Dê continuidade ao texto sobre o acesso à saúde nos municípios rurais remotos a partir do ponto em que ele termina.

TRECHO DO DOCUMENTO |
▬▬▬▬▬▬▬▬▬▬

Outra ação necessária, segundo ela, é a adaptação da agenda das equipes das Unidades Básicas de Saúde. Com isso, cada procura de usuário à UBS seria uma oportunidade de reconhecimento de suas necessidades para além da demanda aguda que motivou a procura. “Este é um desafio para a Atenção Primária à Saúde, para a Estratégia Saúde da Família como um todo, mas, nos municípios rurais remotos, dadas as dificuldades de acesso e menor frequência de uso, torna-se ainda mais premente oportunizar cada contato, realizando ações programáticas de promoção e prevenção individuais a cada procura”, afirma.

DIFÍCIL ACESSO: Os municípios rurais remotos sofrem com a falta e dificuldade de acesso à atenção especializada, de acordo com dados da pesquisa. Isso porque os recursos estão concentrados nas capitais e municípios polos. “Tem casos de gestantes que precisam se mudar para a capital, por exemplo. Essa desorganização da rede e ausência de uma atenção regionalizada tem um reflexo enorme na dificuldade de acesso. E quando as pessoas têm acesso ao serviço, enfrentam problemas, como fila de espera, pois são lugares onde os profissionais de saúde muitas vezes não chegam”, explica Márcia.

▬▬▬▬▬▬▬▬▬▬

(Itens de uma fonte de dados)
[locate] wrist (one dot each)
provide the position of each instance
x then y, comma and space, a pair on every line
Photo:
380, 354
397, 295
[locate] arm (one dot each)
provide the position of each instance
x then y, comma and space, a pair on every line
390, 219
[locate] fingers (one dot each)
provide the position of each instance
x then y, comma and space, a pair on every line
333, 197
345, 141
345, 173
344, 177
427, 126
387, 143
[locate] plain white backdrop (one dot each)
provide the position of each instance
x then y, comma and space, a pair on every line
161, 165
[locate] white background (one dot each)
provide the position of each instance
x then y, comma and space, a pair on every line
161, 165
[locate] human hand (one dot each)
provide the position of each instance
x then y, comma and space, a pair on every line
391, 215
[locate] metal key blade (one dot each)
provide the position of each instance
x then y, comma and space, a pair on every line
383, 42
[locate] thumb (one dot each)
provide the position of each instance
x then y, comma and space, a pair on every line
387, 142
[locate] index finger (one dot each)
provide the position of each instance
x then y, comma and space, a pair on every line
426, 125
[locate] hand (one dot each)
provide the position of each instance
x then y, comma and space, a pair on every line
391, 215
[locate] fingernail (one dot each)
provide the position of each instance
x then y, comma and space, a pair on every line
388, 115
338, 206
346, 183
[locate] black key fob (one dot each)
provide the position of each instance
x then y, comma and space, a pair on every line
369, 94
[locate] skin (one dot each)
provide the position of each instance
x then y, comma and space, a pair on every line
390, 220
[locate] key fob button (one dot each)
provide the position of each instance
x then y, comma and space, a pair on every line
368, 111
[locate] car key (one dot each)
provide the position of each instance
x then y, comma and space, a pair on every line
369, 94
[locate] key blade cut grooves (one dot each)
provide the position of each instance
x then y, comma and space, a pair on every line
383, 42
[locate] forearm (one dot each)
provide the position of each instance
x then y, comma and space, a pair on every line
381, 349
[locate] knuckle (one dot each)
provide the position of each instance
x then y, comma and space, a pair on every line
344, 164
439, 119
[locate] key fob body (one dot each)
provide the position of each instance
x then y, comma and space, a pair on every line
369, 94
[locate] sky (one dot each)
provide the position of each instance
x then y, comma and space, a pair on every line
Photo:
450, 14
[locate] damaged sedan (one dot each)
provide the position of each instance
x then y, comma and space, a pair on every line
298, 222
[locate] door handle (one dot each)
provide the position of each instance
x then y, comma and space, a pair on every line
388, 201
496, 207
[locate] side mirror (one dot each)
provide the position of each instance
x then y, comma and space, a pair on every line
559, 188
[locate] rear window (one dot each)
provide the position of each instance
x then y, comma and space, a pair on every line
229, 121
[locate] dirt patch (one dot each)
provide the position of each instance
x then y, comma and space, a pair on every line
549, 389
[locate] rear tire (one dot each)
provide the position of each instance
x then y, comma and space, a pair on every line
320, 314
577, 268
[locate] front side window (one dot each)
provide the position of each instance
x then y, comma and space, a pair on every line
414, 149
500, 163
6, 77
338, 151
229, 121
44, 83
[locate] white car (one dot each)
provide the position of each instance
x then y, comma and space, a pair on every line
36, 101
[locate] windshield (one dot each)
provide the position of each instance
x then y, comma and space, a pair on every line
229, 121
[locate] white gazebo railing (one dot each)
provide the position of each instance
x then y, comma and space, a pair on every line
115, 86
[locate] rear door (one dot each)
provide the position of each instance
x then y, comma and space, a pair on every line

▬▬▬▬▬▬▬▬▬▬

RESPOSTA DA TAREFA |
Outro problema enfrentado pelas áreas estudadas é a escassez de serviços de urgência e emergência, os quais não estão dimensionados para localidades pequenas, devido ao porte populacional. “É imprescindível buscar uma nova conformação das atuais estruturas existentes (pequenos hospitais precários, ex unidades mistas, centros de saúde 24h), definindo-se um estabelecimento de saúde diferenciado na sede municipal do município rural remoto, com desenho singular adequado para atendimento 24 horas de urgências, leitos de observação, partos normais e apoio diagnóstico básico, em análises clínicas e imagem, com capacidade de resposta ajustada aos diferentes contextos de dispersão populacional, vias de acesso e oferta de serviços de saúde na região”, sugere Ligia.

Nesse difícil cenário, o transporte, tanto para os usuários quanto para as equipes de saúde, é fundamental, segundo Márcia. “Esse recurso não está dimensionado dentro do que é necessário para organizar o serviço de Atenção Primária à Saúde nessas localidades remotas. O gestor municipal é que tem que correr atrás e buscar o recurso para o transporte”, observa a pesquisadora.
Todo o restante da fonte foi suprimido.